Data drawn from a collection
────────────────────
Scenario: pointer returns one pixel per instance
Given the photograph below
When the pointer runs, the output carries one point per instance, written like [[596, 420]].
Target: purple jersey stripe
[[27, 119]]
────────────────────
Problem to work on » Please edit the records above so that "pointer" becomes "locator" everywhere, keeping everything else the same.

The output »
Scenario: locator returns one pixel per instance
Given the photograph below
When the locator runs, the output carries one point per instance, written like [[596, 420]].
Target: purple jersey stripe
[[27, 119]]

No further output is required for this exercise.